TASK OBJECTIVE
Among these entries, how many lines have the string "below" in them? Only the number is needed.

THE RECORDS
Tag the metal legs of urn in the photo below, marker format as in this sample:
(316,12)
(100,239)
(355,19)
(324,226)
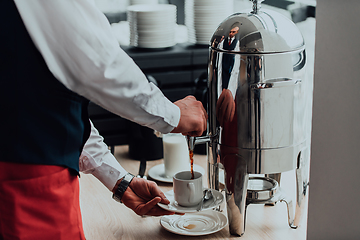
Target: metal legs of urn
(238,195)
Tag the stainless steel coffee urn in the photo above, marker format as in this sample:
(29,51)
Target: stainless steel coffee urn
(259,108)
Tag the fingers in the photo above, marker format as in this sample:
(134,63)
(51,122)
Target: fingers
(151,208)
(156,192)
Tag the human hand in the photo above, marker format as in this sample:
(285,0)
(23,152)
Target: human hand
(225,107)
(142,196)
(193,118)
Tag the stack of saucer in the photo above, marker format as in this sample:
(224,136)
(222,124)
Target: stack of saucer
(152,25)
(202,17)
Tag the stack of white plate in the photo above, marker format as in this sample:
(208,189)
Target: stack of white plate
(202,17)
(135,2)
(152,25)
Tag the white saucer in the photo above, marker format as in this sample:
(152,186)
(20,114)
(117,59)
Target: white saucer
(173,206)
(158,173)
(194,224)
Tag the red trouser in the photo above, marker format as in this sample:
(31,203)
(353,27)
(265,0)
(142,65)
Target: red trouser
(39,202)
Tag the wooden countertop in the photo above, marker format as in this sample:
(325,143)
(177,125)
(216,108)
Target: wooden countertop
(106,219)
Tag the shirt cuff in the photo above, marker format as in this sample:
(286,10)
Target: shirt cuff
(108,172)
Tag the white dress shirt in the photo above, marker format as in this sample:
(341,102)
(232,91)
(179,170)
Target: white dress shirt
(76,41)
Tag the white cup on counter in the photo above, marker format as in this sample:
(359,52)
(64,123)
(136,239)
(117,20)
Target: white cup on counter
(176,154)
(188,192)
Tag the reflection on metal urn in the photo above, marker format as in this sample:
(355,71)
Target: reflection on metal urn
(259,111)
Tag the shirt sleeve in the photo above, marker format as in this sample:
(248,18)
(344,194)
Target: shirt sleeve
(79,48)
(97,160)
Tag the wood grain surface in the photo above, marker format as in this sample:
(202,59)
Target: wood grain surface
(106,219)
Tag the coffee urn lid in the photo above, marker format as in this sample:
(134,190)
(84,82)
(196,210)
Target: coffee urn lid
(259,32)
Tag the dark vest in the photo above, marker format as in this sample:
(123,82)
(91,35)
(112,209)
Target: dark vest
(42,121)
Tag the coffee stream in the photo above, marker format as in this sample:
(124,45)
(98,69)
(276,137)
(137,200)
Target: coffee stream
(191,154)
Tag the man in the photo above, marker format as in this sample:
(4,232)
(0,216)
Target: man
(229,62)
(56,56)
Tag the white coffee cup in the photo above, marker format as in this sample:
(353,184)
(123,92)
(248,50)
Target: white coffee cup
(176,154)
(188,192)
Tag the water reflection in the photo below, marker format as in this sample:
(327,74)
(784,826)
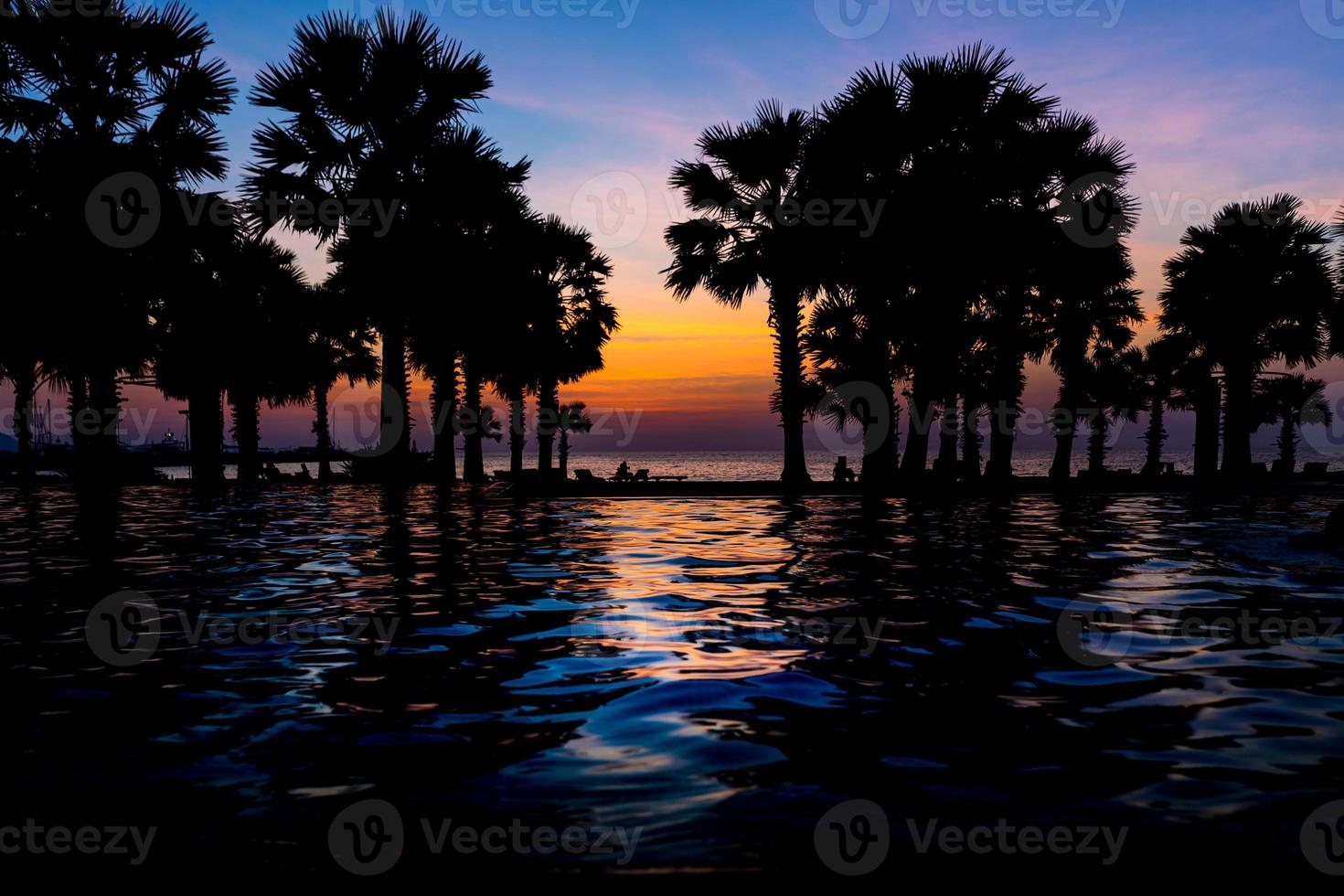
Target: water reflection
(715,672)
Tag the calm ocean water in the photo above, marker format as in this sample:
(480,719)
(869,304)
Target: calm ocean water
(740,466)
(717,676)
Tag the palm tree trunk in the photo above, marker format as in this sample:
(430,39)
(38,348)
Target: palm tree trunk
(206,435)
(246,434)
(1240,383)
(394,435)
(971,443)
(1287,445)
(1209,426)
(474,437)
(443,407)
(882,446)
(917,432)
(25,389)
(323,429)
(1156,434)
(786,314)
(105,398)
(517,432)
(548,421)
(948,434)
(1097,445)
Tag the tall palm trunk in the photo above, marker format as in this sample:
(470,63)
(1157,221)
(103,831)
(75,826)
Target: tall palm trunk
(25,389)
(1287,445)
(246,434)
(1209,427)
(1156,434)
(105,400)
(394,435)
(1097,445)
(206,435)
(923,411)
(948,434)
(474,435)
(323,429)
(445,422)
(517,432)
(548,421)
(971,441)
(882,445)
(1240,382)
(786,314)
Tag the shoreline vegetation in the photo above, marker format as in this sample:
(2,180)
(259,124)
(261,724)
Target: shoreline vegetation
(918,240)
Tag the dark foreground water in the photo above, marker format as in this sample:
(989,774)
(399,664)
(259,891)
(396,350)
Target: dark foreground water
(621,687)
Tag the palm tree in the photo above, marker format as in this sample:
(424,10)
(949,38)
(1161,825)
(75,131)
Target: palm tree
(1161,364)
(1092,315)
(1292,400)
(743,238)
(340,348)
(368,105)
(106,91)
(574,323)
(572,420)
(263,291)
(1253,286)
(1115,391)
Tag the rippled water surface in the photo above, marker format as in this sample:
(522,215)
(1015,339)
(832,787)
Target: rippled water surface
(718,673)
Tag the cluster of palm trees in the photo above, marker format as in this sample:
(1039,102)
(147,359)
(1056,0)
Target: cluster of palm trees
(454,274)
(1001,240)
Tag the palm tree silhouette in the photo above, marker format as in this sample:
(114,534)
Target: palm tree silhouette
(572,420)
(108,91)
(743,240)
(368,105)
(1249,288)
(1293,402)
(340,348)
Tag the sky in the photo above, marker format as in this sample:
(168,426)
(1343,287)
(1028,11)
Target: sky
(1215,100)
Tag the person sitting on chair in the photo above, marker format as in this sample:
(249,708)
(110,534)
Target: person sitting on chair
(843,475)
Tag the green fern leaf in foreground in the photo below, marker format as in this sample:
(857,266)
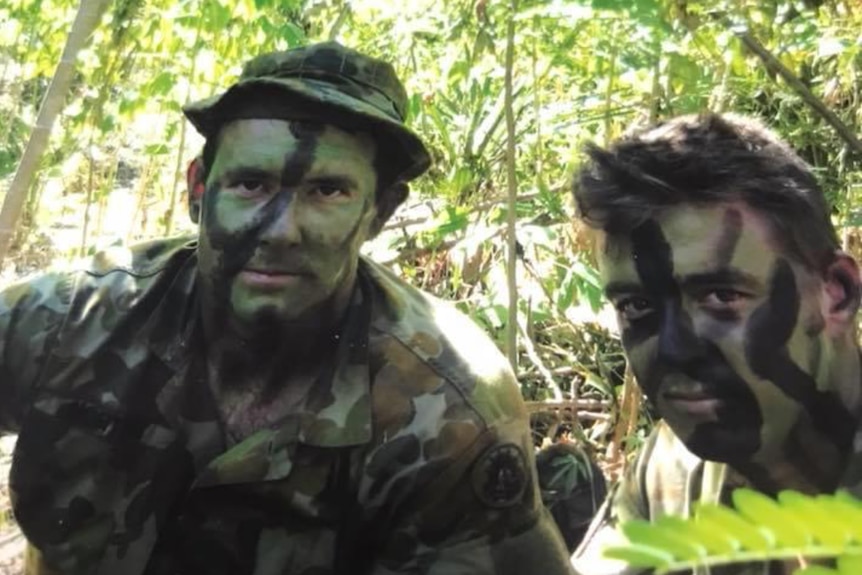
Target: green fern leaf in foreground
(758,528)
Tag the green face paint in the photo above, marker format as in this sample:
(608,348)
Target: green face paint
(724,332)
(286,210)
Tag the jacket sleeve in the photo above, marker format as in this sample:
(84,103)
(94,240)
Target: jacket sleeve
(480,513)
(32,313)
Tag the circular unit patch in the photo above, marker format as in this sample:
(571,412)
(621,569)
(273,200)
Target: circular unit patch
(499,476)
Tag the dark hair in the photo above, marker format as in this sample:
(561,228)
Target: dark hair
(390,191)
(704,159)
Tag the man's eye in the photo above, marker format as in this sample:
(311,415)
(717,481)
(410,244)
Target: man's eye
(634,308)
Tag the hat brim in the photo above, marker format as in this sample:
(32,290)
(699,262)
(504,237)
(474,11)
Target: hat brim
(208,115)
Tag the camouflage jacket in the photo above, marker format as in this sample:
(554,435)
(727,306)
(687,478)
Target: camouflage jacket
(665,479)
(411,455)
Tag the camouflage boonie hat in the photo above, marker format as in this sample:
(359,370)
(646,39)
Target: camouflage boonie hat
(334,76)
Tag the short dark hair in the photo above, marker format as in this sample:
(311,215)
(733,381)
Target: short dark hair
(705,159)
(389,193)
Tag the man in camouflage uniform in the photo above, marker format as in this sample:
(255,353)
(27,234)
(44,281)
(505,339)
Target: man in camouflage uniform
(737,312)
(264,400)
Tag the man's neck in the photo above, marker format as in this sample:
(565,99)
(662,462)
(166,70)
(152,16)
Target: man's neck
(808,463)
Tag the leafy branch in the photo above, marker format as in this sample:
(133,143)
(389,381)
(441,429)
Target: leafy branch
(758,529)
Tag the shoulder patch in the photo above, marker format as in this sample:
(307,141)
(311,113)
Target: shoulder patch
(499,476)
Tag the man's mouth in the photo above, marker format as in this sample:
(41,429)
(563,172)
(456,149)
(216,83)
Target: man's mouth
(269,277)
(695,399)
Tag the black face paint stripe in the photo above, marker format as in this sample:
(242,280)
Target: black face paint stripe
(682,352)
(769,331)
(731,231)
(237,247)
(653,259)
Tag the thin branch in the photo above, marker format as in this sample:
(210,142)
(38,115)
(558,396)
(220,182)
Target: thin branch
(546,374)
(774,65)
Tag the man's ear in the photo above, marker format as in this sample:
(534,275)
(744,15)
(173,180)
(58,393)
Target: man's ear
(196,181)
(842,286)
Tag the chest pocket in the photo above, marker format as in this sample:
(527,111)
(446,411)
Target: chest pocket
(90,484)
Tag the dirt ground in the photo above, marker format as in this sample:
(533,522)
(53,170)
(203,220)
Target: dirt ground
(11,541)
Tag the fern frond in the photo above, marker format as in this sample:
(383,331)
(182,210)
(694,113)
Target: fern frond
(757,529)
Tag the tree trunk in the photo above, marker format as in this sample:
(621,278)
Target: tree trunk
(512,324)
(86,20)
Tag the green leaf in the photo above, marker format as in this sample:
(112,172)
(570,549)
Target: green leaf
(733,525)
(640,555)
(667,539)
(806,511)
(161,84)
(697,534)
(760,508)
(850,564)
(816,570)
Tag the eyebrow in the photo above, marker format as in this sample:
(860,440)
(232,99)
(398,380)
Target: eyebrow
(723,276)
(250,172)
(337,181)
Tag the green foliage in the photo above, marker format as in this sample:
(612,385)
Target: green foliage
(758,528)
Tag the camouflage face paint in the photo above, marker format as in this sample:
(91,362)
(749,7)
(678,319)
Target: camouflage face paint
(684,357)
(286,211)
(719,329)
(769,331)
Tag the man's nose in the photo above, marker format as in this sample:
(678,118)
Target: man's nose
(678,344)
(284,223)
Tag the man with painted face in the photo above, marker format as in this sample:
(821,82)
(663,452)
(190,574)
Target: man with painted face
(264,400)
(737,312)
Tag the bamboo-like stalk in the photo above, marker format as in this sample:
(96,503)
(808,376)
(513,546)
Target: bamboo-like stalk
(512,260)
(87,18)
(178,167)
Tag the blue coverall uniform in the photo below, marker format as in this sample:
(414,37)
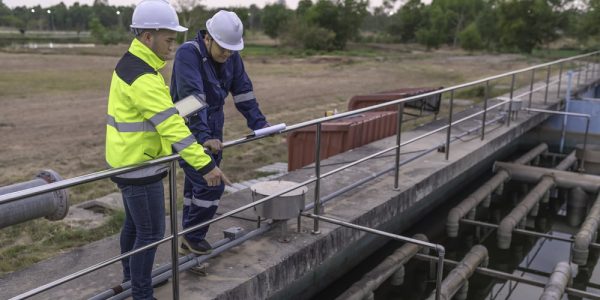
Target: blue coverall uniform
(195,73)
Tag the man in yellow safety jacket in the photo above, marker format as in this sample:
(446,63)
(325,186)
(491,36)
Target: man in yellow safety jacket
(143,124)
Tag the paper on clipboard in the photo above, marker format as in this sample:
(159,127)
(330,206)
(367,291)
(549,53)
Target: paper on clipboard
(268,130)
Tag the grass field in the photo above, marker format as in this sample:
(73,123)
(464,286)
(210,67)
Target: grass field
(53,108)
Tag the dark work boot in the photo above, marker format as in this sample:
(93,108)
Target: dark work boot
(199,248)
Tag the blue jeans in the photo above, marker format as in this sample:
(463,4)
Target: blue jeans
(144,224)
(200,201)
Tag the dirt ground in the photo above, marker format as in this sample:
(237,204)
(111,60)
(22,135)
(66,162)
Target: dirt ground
(53,106)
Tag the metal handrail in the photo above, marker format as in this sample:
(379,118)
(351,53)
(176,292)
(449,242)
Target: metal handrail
(7,198)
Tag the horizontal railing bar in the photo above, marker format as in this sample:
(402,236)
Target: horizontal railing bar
(424,95)
(9,197)
(154,244)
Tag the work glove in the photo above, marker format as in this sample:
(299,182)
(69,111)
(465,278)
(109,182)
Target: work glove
(214,145)
(214,177)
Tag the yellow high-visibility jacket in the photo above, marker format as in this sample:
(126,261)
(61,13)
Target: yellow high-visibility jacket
(142,122)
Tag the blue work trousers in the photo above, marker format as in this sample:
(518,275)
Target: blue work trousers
(200,201)
(144,224)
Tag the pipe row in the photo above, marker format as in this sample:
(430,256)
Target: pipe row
(484,192)
(518,214)
(563,179)
(587,233)
(455,280)
(561,277)
(392,265)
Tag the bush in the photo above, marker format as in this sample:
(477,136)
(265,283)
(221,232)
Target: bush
(300,34)
(470,38)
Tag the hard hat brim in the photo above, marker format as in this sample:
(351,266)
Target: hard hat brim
(237,47)
(233,47)
(180,28)
(177,28)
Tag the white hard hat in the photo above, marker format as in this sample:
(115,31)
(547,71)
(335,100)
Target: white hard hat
(226,29)
(156,14)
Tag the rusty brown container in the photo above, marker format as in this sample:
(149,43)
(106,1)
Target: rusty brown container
(339,136)
(430,103)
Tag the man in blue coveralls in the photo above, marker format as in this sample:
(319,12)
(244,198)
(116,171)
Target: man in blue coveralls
(209,68)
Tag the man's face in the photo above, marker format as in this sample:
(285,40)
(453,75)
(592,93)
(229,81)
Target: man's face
(218,53)
(162,43)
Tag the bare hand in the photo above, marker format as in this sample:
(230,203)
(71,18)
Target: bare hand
(214,177)
(214,145)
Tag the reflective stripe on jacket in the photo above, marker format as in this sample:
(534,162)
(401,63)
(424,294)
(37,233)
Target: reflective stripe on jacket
(142,123)
(195,73)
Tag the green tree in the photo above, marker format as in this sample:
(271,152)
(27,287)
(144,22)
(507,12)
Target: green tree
(432,35)
(344,18)
(303,7)
(470,39)
(274,18)
(487,25)
(407,20)
(526,24)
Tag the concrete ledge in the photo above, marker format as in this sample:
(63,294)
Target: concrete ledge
(264,268)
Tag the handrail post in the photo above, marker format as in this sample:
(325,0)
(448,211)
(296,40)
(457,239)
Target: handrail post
(512,89)
(398,141)
(578,74)
(547,84)
(449,125)
(440,272)
(318,178)
(531,86)
(174,240)
(559,80)
(486,95)
(587,128)
(587,69)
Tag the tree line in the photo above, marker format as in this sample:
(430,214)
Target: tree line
(496,25)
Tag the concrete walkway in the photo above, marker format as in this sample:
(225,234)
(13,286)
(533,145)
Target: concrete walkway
(265,268)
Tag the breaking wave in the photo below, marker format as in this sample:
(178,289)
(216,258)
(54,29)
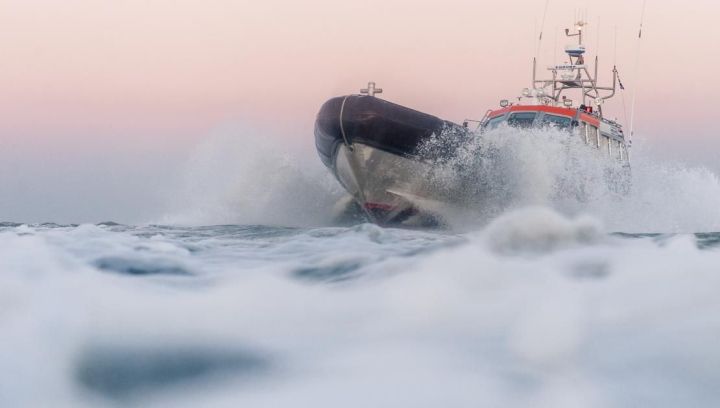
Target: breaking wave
(244,177)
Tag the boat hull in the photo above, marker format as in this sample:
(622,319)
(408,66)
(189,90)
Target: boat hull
(383,155)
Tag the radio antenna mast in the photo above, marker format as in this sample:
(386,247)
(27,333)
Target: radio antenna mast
(636,76)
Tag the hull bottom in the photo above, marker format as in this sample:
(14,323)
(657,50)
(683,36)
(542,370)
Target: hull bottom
(390,189)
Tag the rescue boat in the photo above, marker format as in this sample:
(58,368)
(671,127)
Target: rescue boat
(378,151)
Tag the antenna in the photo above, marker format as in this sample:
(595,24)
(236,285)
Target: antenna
(636,78)
(542,28)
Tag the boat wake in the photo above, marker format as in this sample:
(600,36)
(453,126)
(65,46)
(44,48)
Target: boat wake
(241,178)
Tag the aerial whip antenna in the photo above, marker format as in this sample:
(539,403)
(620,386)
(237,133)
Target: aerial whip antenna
(542,27)
(636,77)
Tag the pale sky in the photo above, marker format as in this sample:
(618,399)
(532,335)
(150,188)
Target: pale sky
(100,101)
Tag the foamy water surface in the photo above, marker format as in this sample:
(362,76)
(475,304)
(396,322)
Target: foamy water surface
(536,309)
(531,297)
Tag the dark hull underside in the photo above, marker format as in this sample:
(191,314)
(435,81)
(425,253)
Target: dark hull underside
(383,125)
(382,152)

TASK RESPONSE
5